(Excerpts of location labeling data)
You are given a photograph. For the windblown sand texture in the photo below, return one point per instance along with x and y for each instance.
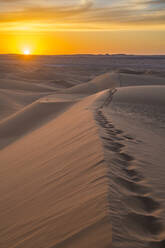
(60, 152)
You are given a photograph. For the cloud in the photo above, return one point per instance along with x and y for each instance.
(85, 13)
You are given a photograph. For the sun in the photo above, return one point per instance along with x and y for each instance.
(26, 52)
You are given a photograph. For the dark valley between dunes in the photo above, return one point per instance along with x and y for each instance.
(82, 151)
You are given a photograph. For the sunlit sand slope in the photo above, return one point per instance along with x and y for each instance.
(99, 83)
(53, 185)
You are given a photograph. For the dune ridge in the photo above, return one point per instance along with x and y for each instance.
(56, 191)
(54, 178)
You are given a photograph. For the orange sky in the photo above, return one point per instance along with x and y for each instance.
(82, 26)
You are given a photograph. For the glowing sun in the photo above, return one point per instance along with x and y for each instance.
(26, 52)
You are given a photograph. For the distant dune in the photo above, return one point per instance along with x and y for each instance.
(69, 176)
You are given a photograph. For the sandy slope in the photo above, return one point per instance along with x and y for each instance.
(53, 186)
(53, 177)
(99, 83)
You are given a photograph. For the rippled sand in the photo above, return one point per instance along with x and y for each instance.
(82, 154)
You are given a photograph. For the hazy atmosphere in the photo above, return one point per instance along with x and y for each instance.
(82, 26)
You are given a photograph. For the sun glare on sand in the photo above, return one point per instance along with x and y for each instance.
(26, 52)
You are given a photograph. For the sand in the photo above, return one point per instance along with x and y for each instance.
(60, 149)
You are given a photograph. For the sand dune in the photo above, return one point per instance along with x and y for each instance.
(29, 118)
(140, 79)
(56, 190)
(99, 83)
(25, 86)
(12, 101)
(58, 165)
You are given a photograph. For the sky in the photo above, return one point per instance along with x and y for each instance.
(82, 26)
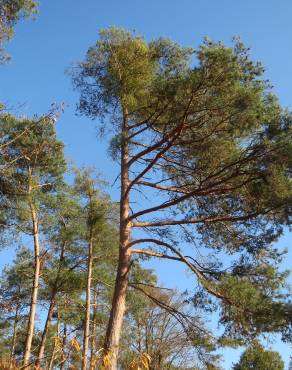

### GIVEN TASK
Edit the items from the line with "You are given a photograph. For the sand dune" through the end of the items, swapping "photograph" for "image" and leaving everything else unchanged. Omit the pictures from your answer.

### SOLVED PROBLEM
You are given a image. For the sand dune in the photo above, return one point per instance along with x and y for each instance.
(29, 118)
(140, 79)
(56, 190)
(99, 83)
(25, 86)
(12, 101)
(58, 165)
You are given a image. For the sky in the photo above, return one point per instance along with x and y for each instance.
(82, 26)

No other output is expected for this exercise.